→ **Source text**:
I am sure you are aware of the fact that I am doing research and supplying the necessary information to different manufacturers for development of kits, decals, aftermarkets. .  .   

This is my part of the project.

I am not a graphic designer, CAD designer and have only a limited control over what each manufacturer produces with the given technology that they are using, be it injection moulding, resin casting, 3D printing, photo etch, turning brass, printing decals. .  .   In the end the manufacturer makes the decisions. While I am here in the middle of Europe some of the manufacturers are in far places of the world, so there is no direct way of going over every small point and have a more direct 3C (control / communication / correction).

 

Speaking of the Su-35S kit from what you shown above, you can see exactly that I have provided the needed information. As to what came out in the end . . .       . . .  I think it looks good! :)  Somewhere earlier I have said that there is no 100% kit and ANY manufacturer (or researcher) (and we have some of both here on forums!!!) claiming that their product is perfect is telling a lie!

→ **Objective a**: Decide whether each statement below agrees with the forum post, answering yes or no and quoting the deciding words of the post: (i) The writer is a graphic designer. (ii) The manufacturer makes the final decisions. (iii) The writer considers the Su-35S kit to look good.

→ **Record set**:
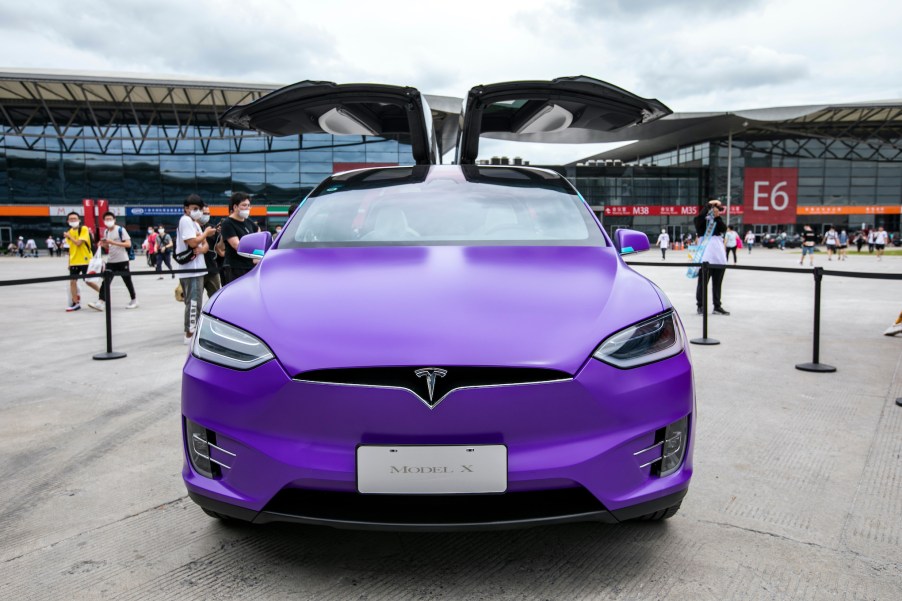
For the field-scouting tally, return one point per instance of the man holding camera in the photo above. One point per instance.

* * *

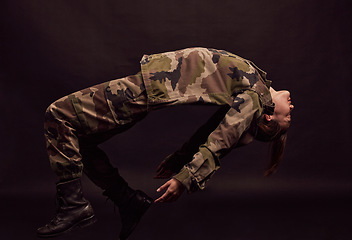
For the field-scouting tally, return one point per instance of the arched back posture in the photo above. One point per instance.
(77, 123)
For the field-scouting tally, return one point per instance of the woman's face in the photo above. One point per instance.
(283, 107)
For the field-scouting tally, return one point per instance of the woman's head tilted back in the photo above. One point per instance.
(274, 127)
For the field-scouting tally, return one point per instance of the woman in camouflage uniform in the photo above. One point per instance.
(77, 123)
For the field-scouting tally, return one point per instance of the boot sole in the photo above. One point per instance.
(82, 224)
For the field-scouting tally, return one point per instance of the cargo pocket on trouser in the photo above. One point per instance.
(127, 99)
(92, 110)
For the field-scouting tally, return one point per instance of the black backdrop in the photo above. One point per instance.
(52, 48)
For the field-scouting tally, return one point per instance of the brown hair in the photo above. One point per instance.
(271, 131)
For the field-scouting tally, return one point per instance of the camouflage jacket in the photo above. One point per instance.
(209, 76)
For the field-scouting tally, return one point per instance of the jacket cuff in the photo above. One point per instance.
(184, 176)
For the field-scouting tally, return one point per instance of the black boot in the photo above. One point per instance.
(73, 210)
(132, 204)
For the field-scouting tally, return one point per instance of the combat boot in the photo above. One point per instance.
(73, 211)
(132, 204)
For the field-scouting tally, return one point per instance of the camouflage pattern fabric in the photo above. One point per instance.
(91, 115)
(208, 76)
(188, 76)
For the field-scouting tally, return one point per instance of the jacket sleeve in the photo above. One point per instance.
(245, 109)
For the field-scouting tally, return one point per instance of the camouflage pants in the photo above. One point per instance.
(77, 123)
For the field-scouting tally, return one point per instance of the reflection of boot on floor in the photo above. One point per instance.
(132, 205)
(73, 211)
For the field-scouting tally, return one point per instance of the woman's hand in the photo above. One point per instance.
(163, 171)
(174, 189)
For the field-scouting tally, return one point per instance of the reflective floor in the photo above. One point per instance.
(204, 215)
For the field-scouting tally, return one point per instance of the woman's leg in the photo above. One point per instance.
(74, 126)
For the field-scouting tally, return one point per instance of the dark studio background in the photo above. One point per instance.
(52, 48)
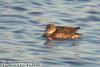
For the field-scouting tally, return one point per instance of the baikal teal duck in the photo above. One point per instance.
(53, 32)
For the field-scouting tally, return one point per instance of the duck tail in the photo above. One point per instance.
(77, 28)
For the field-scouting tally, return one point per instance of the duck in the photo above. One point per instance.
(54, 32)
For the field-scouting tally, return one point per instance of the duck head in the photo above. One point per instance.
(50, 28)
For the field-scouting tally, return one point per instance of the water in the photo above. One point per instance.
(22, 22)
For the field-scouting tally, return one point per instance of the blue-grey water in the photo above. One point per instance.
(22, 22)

* * *

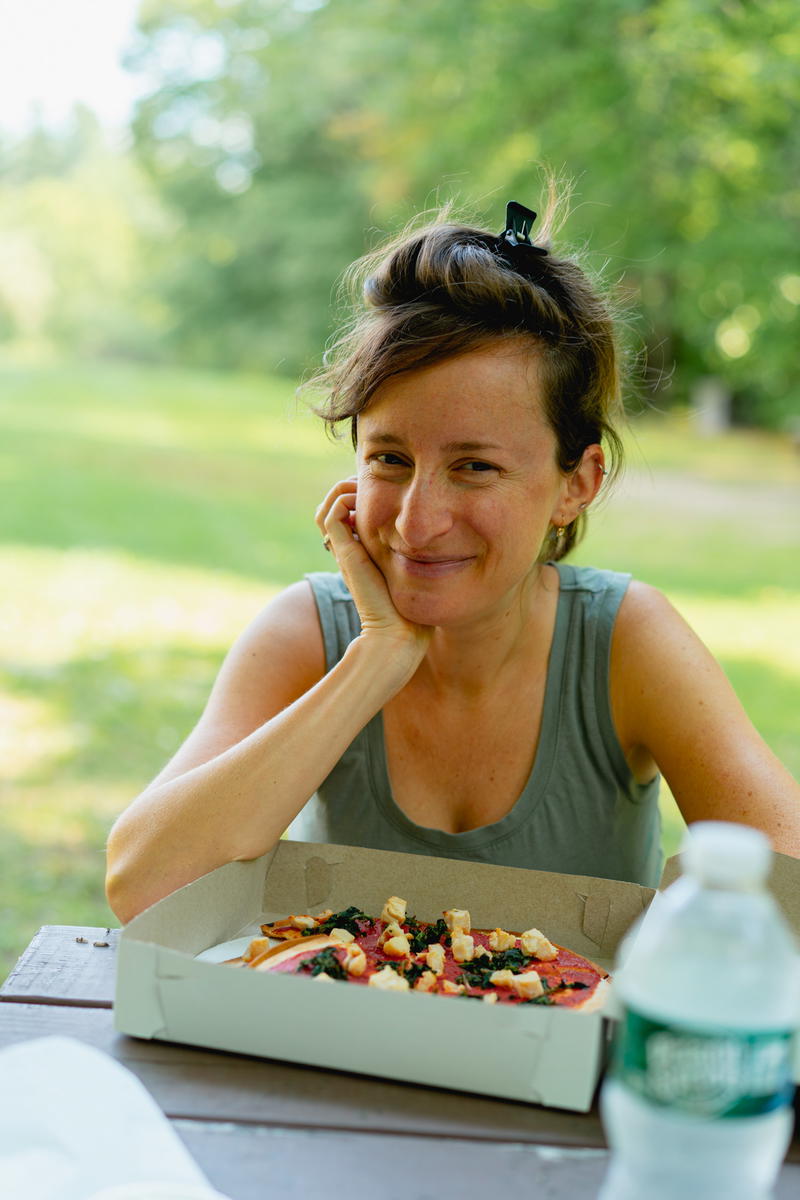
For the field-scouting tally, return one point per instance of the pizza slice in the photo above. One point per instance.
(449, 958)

→ **Objective b**: Report every line of the rows that contains the string "floor", treating uppercase and lowercase letters as different.

→ **Full response a**:
(i) No: "I am not a graphic designer, CAD designer"
(ii) Yes: "In the end the manufacturer makes the decisions."
(iii) Yes: "I think it looks good!"

→ **Full response b**:
For the field-scouting tally, return one point per instance of the reflection of boot on floor in the photo above. One point per instance.
For the field-scouting tally, return one point per instance of the reflective floor in the photo above. One point per instance.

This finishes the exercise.